**THE EXERCISE**
Transcribe everything from the first line of the items below down to the line containing "618], [771, 596]]", including both of those lines, and reproduce each line character for character.
═════ SOURCE DATA ═════
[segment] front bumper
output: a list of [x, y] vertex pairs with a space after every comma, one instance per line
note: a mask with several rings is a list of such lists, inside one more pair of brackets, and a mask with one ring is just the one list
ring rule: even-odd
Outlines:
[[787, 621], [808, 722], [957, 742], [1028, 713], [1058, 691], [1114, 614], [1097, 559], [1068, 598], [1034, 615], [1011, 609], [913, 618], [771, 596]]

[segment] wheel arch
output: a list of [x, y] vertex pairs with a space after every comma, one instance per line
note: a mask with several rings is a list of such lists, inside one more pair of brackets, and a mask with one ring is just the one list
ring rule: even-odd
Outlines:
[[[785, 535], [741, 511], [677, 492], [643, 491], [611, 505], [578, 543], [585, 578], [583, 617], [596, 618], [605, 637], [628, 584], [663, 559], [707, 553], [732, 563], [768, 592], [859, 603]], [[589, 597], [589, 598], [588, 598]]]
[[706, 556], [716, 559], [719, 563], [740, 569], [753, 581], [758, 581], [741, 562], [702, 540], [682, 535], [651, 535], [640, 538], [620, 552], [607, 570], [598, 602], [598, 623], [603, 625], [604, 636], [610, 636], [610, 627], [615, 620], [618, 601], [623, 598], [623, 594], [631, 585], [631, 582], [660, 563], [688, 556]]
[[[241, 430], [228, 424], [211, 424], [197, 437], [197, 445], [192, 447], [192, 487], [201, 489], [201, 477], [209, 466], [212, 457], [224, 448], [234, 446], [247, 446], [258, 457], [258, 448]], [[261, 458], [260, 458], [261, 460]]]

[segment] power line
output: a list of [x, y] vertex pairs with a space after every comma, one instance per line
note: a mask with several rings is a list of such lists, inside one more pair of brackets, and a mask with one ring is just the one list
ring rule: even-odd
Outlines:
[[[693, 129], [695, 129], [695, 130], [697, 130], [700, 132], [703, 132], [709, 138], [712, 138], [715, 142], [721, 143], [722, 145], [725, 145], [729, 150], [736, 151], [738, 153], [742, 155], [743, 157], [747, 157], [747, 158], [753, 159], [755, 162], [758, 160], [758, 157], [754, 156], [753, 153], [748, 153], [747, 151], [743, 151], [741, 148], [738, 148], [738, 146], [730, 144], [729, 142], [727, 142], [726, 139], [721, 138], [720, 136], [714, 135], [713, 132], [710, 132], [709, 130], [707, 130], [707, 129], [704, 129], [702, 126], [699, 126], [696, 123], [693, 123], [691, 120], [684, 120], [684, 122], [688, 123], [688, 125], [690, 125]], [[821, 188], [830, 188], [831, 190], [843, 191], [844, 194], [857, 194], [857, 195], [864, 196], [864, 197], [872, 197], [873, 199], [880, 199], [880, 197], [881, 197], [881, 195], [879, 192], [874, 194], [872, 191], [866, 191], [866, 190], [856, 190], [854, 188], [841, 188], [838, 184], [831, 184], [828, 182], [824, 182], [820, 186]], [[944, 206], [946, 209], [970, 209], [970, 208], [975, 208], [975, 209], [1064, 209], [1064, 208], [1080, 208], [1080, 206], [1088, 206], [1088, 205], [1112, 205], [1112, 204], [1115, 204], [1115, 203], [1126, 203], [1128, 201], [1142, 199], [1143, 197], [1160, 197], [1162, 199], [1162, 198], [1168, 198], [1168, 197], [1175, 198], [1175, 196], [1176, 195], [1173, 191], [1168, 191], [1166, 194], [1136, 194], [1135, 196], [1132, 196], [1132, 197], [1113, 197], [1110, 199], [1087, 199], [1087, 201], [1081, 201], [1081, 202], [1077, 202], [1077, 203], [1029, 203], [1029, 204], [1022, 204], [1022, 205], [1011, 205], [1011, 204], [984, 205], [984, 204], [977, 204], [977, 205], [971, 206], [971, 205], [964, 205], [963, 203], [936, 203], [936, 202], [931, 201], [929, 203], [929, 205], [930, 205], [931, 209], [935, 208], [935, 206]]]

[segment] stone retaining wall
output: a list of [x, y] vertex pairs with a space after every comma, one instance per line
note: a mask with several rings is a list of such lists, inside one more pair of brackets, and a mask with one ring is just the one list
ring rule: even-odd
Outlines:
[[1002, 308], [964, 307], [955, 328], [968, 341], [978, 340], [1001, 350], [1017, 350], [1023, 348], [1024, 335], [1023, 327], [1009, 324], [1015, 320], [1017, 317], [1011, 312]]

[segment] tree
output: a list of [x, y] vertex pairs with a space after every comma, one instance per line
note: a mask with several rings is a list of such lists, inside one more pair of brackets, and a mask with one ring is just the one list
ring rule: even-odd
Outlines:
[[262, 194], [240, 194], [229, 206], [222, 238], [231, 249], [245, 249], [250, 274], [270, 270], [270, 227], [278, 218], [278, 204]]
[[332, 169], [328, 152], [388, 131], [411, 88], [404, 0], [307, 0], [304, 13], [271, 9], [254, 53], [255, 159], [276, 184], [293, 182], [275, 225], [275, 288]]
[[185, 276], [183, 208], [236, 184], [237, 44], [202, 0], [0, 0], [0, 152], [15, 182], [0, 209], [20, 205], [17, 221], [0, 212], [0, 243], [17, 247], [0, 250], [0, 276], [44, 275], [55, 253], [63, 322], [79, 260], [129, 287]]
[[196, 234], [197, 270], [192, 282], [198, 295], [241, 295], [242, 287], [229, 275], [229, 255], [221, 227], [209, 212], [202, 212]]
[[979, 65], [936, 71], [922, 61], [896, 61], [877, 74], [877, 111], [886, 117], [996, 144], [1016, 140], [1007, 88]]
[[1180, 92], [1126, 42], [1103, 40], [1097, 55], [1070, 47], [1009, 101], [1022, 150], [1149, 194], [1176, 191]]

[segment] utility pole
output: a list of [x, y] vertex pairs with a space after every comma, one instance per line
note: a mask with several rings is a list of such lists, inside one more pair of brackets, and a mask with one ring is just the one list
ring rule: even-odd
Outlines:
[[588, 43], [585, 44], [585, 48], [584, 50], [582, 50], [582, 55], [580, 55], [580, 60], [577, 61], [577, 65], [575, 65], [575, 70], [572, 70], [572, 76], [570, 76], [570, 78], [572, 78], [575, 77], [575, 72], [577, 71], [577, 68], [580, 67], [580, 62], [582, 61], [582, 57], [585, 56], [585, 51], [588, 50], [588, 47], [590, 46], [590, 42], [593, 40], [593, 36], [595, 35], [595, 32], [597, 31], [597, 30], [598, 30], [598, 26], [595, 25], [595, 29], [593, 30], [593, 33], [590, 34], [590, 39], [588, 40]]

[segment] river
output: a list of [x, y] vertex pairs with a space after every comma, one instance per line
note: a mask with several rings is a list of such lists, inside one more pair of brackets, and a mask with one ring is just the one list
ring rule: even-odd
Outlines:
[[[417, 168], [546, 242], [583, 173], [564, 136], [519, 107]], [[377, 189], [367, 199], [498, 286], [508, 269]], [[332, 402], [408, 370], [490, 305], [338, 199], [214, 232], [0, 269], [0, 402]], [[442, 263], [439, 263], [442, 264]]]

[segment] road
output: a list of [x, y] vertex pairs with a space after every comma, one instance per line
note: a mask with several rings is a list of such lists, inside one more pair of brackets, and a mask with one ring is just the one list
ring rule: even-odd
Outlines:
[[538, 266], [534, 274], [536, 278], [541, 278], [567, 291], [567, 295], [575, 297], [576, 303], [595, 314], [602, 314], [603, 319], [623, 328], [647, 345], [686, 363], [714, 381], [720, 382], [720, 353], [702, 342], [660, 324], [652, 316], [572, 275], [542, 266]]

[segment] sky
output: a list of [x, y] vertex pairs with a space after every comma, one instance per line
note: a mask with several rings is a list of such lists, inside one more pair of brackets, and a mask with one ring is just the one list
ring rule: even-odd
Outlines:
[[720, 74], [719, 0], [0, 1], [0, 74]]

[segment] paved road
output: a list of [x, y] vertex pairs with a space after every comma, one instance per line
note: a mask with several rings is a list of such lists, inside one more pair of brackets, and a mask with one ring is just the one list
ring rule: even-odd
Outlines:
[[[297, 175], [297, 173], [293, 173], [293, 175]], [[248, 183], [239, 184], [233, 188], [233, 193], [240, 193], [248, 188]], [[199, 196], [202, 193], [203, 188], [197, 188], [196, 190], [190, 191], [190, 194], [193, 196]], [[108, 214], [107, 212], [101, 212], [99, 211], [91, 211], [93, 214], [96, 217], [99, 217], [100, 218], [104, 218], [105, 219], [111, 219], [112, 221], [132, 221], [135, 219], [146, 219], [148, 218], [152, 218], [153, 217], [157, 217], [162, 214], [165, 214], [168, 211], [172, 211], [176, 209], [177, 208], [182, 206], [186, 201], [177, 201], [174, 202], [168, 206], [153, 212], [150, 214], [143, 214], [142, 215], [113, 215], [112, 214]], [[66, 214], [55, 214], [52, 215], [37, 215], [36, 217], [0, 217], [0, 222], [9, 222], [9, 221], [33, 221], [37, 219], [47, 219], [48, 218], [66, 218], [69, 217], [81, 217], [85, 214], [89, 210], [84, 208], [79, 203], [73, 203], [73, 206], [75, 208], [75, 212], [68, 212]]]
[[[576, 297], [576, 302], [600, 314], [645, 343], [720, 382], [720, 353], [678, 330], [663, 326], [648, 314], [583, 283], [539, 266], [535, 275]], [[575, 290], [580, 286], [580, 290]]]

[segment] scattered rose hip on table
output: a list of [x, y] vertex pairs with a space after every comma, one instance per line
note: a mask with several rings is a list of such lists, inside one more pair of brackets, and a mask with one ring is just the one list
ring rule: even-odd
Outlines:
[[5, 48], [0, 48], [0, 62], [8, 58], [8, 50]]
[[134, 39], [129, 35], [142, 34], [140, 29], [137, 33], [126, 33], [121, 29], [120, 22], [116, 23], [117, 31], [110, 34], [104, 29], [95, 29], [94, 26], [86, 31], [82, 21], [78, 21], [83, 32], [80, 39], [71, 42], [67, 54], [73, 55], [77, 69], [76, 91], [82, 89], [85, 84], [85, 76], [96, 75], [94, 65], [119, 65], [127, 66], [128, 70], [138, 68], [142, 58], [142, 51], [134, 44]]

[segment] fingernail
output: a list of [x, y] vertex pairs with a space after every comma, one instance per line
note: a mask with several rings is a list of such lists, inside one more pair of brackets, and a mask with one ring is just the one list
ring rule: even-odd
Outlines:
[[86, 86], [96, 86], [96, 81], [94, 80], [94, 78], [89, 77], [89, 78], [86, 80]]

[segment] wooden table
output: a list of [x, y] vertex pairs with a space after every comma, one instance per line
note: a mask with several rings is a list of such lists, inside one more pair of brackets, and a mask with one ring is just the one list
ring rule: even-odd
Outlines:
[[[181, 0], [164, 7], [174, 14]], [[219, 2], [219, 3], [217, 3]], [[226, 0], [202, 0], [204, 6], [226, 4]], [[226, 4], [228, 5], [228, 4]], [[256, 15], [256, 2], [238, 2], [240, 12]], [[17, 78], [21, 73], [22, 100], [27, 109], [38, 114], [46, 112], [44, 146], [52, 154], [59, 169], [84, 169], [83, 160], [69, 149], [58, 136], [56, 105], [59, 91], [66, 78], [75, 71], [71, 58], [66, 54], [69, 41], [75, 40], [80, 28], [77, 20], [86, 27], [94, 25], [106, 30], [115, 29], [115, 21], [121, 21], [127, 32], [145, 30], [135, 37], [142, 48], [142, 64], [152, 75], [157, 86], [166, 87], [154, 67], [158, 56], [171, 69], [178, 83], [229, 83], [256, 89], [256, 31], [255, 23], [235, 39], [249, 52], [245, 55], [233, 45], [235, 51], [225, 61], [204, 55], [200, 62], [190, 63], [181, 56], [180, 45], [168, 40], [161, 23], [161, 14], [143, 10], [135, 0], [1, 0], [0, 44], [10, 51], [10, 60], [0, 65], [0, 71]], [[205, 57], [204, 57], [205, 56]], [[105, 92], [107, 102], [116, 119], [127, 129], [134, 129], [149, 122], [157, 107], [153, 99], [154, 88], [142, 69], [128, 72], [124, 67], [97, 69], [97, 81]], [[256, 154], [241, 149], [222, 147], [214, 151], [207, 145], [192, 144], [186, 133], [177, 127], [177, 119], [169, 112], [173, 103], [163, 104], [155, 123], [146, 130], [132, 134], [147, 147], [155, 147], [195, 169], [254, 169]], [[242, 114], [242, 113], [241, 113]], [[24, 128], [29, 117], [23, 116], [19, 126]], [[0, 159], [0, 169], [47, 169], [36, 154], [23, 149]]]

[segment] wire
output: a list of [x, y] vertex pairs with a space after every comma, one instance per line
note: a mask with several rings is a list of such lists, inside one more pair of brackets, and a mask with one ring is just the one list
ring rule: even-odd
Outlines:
═════
**WORKED ANSWER**
[segment] front bumper
output: a list of [x, y] vertex pairs with a space after every comma, one instance per line
note: a mask with several rings is a list of such lists, inside one more pair of brackets, and a mask with one ring is just the one list
ring rule: even-odd
Outlines:
[[787, 621], [808, 722], [957, 742], [1028, 713], [1058, 691], [1114, 614], [1097, 559], [1068, 598], [1034, 615], [1011, 609], [913, 618], [771, 596]]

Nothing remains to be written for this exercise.